WHAT YOU NEED TO DO:
Print, exactly as they appear in the listing below, the lines from the line with "box: [150, 103, 163, 125]" to the line with "box: [129, 154, 266, 491]", with both end lines kept.
--- START ---
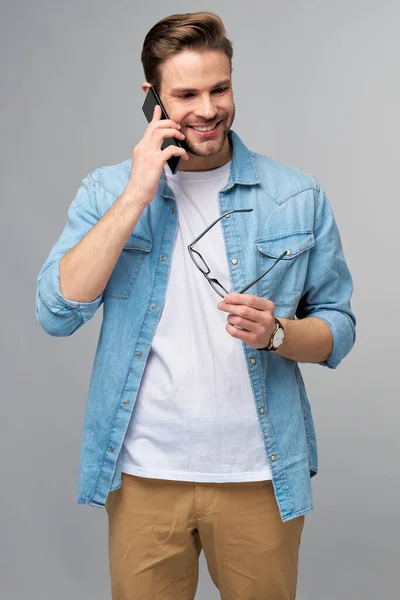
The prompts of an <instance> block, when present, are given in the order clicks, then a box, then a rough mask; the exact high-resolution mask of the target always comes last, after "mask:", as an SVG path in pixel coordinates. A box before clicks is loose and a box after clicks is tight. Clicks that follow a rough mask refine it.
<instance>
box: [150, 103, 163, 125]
mask: <svg viewBox="0 0 400 600" xmlns="http://www.w3.org/2000/svg"><path fill="white" fill-rule="evenodd" d="M161 116H162V112H161V106H160V105H159V104H156V105H155V107H154V110H153V118H152V120H151V123H153V122H155V121H159V120H160V119H161Z"/></svg>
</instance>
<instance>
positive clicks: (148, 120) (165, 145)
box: [142, 86, 182, 173]
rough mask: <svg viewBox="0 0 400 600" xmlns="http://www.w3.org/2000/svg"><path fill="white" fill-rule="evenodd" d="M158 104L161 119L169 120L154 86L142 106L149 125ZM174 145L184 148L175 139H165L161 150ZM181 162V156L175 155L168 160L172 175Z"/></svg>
mask: <svg viewBox="0 0 400 600" xmlns="http://www.w3.org/2000/svg"><path fill="white" fill-rule="evenodd" d="M157 104H158V105H159V106H160V107H161V119H165V120H168V119H169V117H168V115H167V111H166V110H165V107H164V105H163V103H162V102H161V98H160V96H159V95H158V93H157V90H156V88H155V87H154V86H152V87H151V88H150V89H149V91H148V93H147V95H146V98H145V101H144V103H143V106H142V110H143V112H144V114H145V116H146V119H147V120H148V122H149V123H150V122H151V120H152V118H153V115H154V109H155V107H156V106H157ZM172 145H174V146H176V147H177V148H182V145H181V143H180V141H179V140H177V139H175V138H174V137H169V138H164V140H163V143H162V145H161V148H162V149H163V150H165V148H168V146H172ZM180 161H181V157H180V156H179V155H174V156H171V158H168V159H167V163H168V166H169V168H170V169H171V171H172V173H175V172H176V170H177V169H178V166H179V163H180Z"/></svg>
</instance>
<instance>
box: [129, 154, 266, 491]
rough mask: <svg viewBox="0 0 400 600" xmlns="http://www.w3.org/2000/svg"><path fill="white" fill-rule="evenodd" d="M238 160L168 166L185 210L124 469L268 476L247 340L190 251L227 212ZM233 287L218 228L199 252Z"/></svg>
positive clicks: (210, 268) (219, 223) (171, 179)
mask: <svg viewBox="0 0 400 600" xmlns="http://www.w3.org/2000/svg"><path fill="white" fill-rule="evenodd" d="M230 166H231V162H229V163H227V164H225V165H223V166H222V167H220V168H217V169H214V170H211V171H203V172H193V171H190V172H189V171H177V172H176V174H175V175H172V172H171V170H170V169H169V167H168V166H166V167H165V174H166V176H167V181H168V185H169V187H170V188H171V190H172V191H173V193H174V195H175V198H176V203H177V211H178V221H179V224H178V230H177V234H176V240H175V246H174V250H173V256H172V263H171V270H170V276H169V281H168V288H167V294H166V299H165V305H164V308H163V311H162V314H161V316H160V321H159V324H158V327H157V330H156V333H155V336H154V339H153V343H152V347H151V350H150V354H149V357H148V360H147V364H146V368H145V371H144V373H143V377H142V381H141V384H140V388H139V391H138V396H137V398H136V403H135V406H134V409H133V412H132V417H131V419H130V422H129V426H128V429H127V432H126V436H125V439H124V445H123V449H122V451H123V463H122V471H124V472H125V473H130V474H133V475H139V476H143V477H153V478H161V479H174V480H183V481H197V482H235V481H261V480H265V479H271V471H270V468H269V465H268V462H267V458H266V452H265V447H264V439H263V436H262V432H261V427H260V423H259V421H258V415H257V408H256V405H255V402H254V397H253V393H252V389H251V384H250V378H249V373H248V370H247V364H246V358H245V355H244V352H243V348H242V342H241V341H240V340H238V339H236V338H233V337H232V336H231V335H229V333H228V332H227V331H226V329H225V326H226V323H227V321H226V319H227V316H228V313H226V312H222V311H220V310H219V309H218V308H217V304H218V302H220V301H221V300H222V298H221V297H220V296H219V295H218V294H217V293H216V292H215V291H214V290H213V289H212V287H211V286H210V284H209V283H208V281H207V280H206V278H205V277H204V275H203V274H202V273H201V272H200V271H199V269H197V267H196V266H195V265H194V263H193V261H192V259H191V258H190V256H189V252H188V250H187V246H188V245H189V244H190V243H191V242H192V241H193V240H194V239H195V238H196V237H197V236H198V235H199V234H200V233H201V232H202V231H204V229H206V227H208V226H209V225H210V224H211V223H212V222H213V221H214V220H215V219H217V218H218V217H219V216H220V212H219V207H218V192H219V191H220V190H221V189H222V188H223V187H224V186H225V185H226V183H227V182H228V179H229V172H230ZM195 248H196V249H197V250H198V251H199V252H200V253H201V254H202V256H203V257H204V259H205V260H206V262H207V264H208V265H209V267H210V269H211V273H210V276H211V277H216V278H217V279H218V280H219V281H220V282H221V283H222V285H223V286H224V287H225V288H226V289H227V290H228V291H231V289H232V287H231V283H230V277H229V270H228V264H227V259H226V253H225V246H224V240H223V236H222V229H221V222H218V223H217V224H216V225H214V227H213V228H212V229H211V230H210V231H209V232H208V233H207V234H206V235H205V236H204V238H202V239H201V240H200V241H199V242H198V243H197V244H196V246H195Z"/></svg>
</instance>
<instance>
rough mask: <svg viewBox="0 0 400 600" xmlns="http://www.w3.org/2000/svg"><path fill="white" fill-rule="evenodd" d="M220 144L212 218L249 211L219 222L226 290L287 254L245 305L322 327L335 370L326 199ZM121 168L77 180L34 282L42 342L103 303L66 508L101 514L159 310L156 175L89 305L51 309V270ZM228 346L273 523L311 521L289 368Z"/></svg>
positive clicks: (126, 184)
mask: <svg viewBox="0 0 400 600" xmlns="http://www.w3.org/2000/svg"><path fill="white" fill-rule="evenodd" d="M229 136H230V139H231V142H232V151H233V154H232V163H231V170H230V177H229V182H228V184H227V185H226V186H225V187H224V188H223V189H221V191H220V192H219V209H220V214H221V215H222V214H223V213H225V212H227V211H229V210H232V209H236V208H253V211H252V212H250V213H236V214H232V215H230V217H229V218H225V219H222V221H221V226H222V232H223V236H224V240H225V248H226V254H227V259H228V264H229V269H230V280H231V289H232V290H233V291H238V290H240V289H241V288H243V287H245V285H247V284H248V283H249V282H250V281H252V280H253V279H255V278H256V277H257V275H259V274H260V273H261V272H263V271H266V270H267V268H268V267H269V266H270V265H271V264H272V262H273V260H274V259H275V258H277V257H278V256H280V255H281V254H282V253H283V252H284V251H285V250H287V249H289V250H290V251H291V252H290V254H289V255H287V256H285V258H284V259H283V260H281V261H280V262H279V263H278V264H277V265H276V266H275V267H274V269H272V271H271V272H270V273H269V274H268V275H266V276H265V277H264V278H263V279H261V280H260V281H259V282H258V283H257V284H256V285H255V286H254V287H252V288H251V289H249V291H248V292H247V293H251V294H255V295H258V296H262V297H265V298H269V299H270V300H272V301H273V302H274V303H275V314H276V316H278V317H286V318H289V319H294V318H299V319H302V318H305V317H309V316H313V317H318V318H320V319H322V320H324V321H325V322H326V323H327V324H328V326H329V327H330V330H331V332H332V336H333V342H334V343H333V350H332V353H331V355H330V356H329V358H328V360H327V361H326V362H323V363H320V364H322V365H323V366H326V367H329V368H331V369H335V368H336V367H337V366H338V365H339V363H340V362H341V360H342V359H343V358H344V357H345V356H346V355H347V354H348V352H349V351H350V349H351V348H352V346H353V344H354V341H355V318H354V315H353V313H352V311H351V307H350V297H351V295H352V289H353V286H352V279H351V276H350V273H349V270H348V267H347V265H346V262H345V259H344V256H343V251H342V246H341V240H340V236H339V232H338V229H337V226H336V223H335V220H334V216H333V214H332V209H331V206H330V204H329V202H328V199H327V197H326V195H325V193H324V191H323V189H322V188H321V186H320V185H319V183H318V182H317V181H316V180H315V179H314V178H313V177H312V176H311V175H309V174H307V173H304V172H302V171H300V170H298V169H295V168H293V167H289V166H287V165H284V164H282V163H279V162H277V161H274V160H272V159H270V158H267V157H265V156H263V155H260V154H257V153H255V152H251V151H250V150H248V148H247V147H246V146H245V145H244V143H243V142H242V140H241V139H240V137H239V136H238V135H237V134H236V133H235V132H234V131H233V130H231V131H230V133H229ZM131 167H132V160H131V159H128V160H126V161H124V162H122V163H120V164H118V165H112V166H106V167H102V168H98V169H96V170H94V171H93V172H92V173H90V174H89V175H88V176H87V177H86V178H84V179H83V181H82V184H81V186H80V188H79V189H78V191H77V194H76V197H75V199H74V200H73V201H72V203H71V204H70V207H69V209H68V219H67V223H66V225H65V228H64V230H63V231H62V233H61V235H60V237H59V239H58V241H57V242H56V243H55V245H54V246H53V248H52V249H51V251H50V254H49V256H48V258H47V259H46V261H45V263H44V265H43V267H42V268H41V270H40V273H39V276H38V279H37V292H36V315H37V320H38V321H39V323H40V325H41V326H42V328H43V329H44V330H45V331H46V332H47V333H49V334H50V335H54V336H67V335H71V334H73V333H74V332H75V331H77V329H79V328H80V327H82V325H84V323H86V321H88V320H89V319H91V318H92V317H93V315H94V313H95V311H96V310H97V309H98V308H99V307H100V305H101V304H102V303H103V320H102V325H101V331H100V337H99V342H98V346H97V351H96V356H95V360H94V365H93V371H92V376H91V380H90V386H89V394H88V399H87V405H86V414H85V419H84V425H83V439H82V445H81V455H80V475H79V490H78V498H77V502H78V503H79V504H88V505H90V506H97V507H103V506H104V504H105V501H106V498H107V495H108V492H109V491H111V490H115V489H117V488H118V487H120V486H121V466H122V465H121V462H122V452H121V449H122V445H123V440H124V436H125V433H126V430H127V427H128V423H129V419H130V417H131V414H132V410H133V407H134V404H135V399H136V396H137V393H138V389H139V386H140V381H141V378H142V375H143V371H144V369H145V367H146V360H147V357H148V355H149V351H150V348H151V344H152V340H153V337H154V334H155V332H156V329H157V324H158V321H159V318H160V314H161V311H162V307H163V305H164V300H165V294H166V289H167V284H168V276H169V272H170V267H171V257H172V251H173V247H174V241H175V235H176V231H177V225H178V212H177V204H176V200H175V198H174V195H173V193H172V192H171V189H170V188H169V187H168V185H167V182H166V178H165V174H164V173H163V174H162V176H161V178H160V182H159V186H158V190H157V193H156V196H155V197H154V199H153V200H152V202H151V203H150V204H149V205H148V206H147V207H146V208H145V210H144V211H143V213H142V215H141V217H140V219H139V221H138V223H137V224H136V226H135V228H134V230H133V231H132V234H131V235H130V237H129V239H128V241H127V242H126V244H125V246H124V248H123V250H122V252H121V254H120V257H119V259H118V261H117V263H116V265H115V268H114V270H113V272H112V274H111V276H110V279H109V281H108V283H107V286H106V287H105V289H104V291H103V293H102V294H101V295H100V296H99V297H98V298H96V299H95V300H93V301H92V302H78V301H73V300H67V299H66V298H65V297H63V295H62V293H61V289H60V281H59V262H60V259H61V257H62V256H63V255H64V254H65V253H66V252H67V251H68V250H70V249H71V248H72V247H73V246H75V245H76V244H77V243H78V242H79V240H80V239H81V238H82V237H83V236H84V235H85V234H86V233H87V232H88V231H89V229H90V228H91V227H92V226H93V225H94V224H95V223H96V222H97V221H98V220H99V219H100V218H101V217H102V216H103V215H104V214H105V213H106V212H107V210H108V209H109V208H110V207H111V205H112V204H113V203H114V202H115V201H116V200H117V199H118V197H119V196H120V195H121V194H122V192H123V191H124V189H125V187H126V185H127V182H128V178H129V176H130V172H131ZM199 233H200V232H199ZM233 258H235V259H237V262H236V261H235V264H233V262H232V259H233ZM193 268H194V269H195V268H196V267H195V266H194V265H193ZM217 303H218V297H217V295H216V305H217ZM216 310H218V309H217V307H216ZM224 334H225V331H221V335H224ZM238 343H241V344H242V347H243V352H244V355H245V358H246V362H247V368H248V374H249V378H250V382H251V387H252V390H253V395H254V402H255V406H256V410H257V414H258V418H259V422H260V427H261V430H262V434H263V438H264V441H265V452H266V456H267V459H268V462H269V465H270V468H271V472H272V480H273V486H274V490H275V496H276V500H277V504H278V507H279V511H280V515H281V518H282V520H283V521H288V520H290V519H293V518H295V517H297V516H300V515H303V514H305V513H307V512H308V511H310V510H312V508H313V505H312V490H311V477H313V476H314V475H315V474H316V473H317V471H318V459H317V445H316V436H315V430H314V425H313V419H312V415H311V410H310V404H309V401H308V398H307V394H306V390H305V386H304V383H303V379H302V376H301V373H300V370H299V367H298V364H297V362H295V361H292V360H288V359H286V358H282V357H280V356H277V355H274V354H273V353H270V352H263V351H259V350H254V349H253V348H250V347H249V346H247V345H246V344H245V343H244V342H241V341H239V340H238ZM177 350H178V351H179V349H177ZM244 451H246V449H244Z"/></svg>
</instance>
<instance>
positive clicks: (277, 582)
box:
--- END ---
OUTPUT OF THE TASK:
box: [150, 103, 163, 125]
mask: <svg viewBox="0 0 400 600" xmlns="http://www.w3.org/2000/svg"><path fill="white" fill-rule="evenodd" d="M161 116H162V112H161V106H160V105H159V104H156V105H155V107H154V110H153V118H152V120H151V123H153V122H155V121H159V120H160V119H161Z"/></svg>
</instance>
<instance>
positive clicks: (148, 120) (165, 145)
box: [142, 86, 182, 173]
rough mask: <svg viewBox="0 0 400 600" xmlns="http://www.w3.org/2000/svg"><path fill="white" fill-rule="evenodd" d="M158 104L161 119L169 120L154 86L142 106L149 125ZM174 145L184 148L175 139H165L161 150ZM181 162V156L175 155L168 160L172 175Z"/></svg>
mask: <svg viewBox="0 0 400 600" xmlns="http://www.w3.org/2000/svg"><path fill="white" fill-rule="evenodd" d="M157 104H158V105H159V106H160V107H161V119H165V120H168V119H169V117H168V115H167V111H166V110H165V107H164V105H163V103H162V102H161V98H160V96H159V95H158V93H157V90H156V88H155V87H154V86H152V87H151V88H150V89H149V91H148V93H147V95H146V98H145V101H144V103H143V106H142V110H143V112H144V114H145V116H146V119H147V120H148V122H149V123H150V122H151V120H152V118H153V115H154V109H155V107H156V106H157ZM172 145H174V146H176V147H177V148H182V145H181V143H180V141H179V140H177V139H175V138H174V137H169V138H164V140H163V143H162V145H161V148H162V149H163V150H165V148H168V146H172ZM180 161H181V157H180V156H179V155H174V156H171V158H168V159H167V163H168V166H169V168H170V169H171V171H172V173H175V172H176V170H177V169H178V166H179V163H180Z"/></svg>
</instance>
<instance>
box: [129, 154, 266, 491]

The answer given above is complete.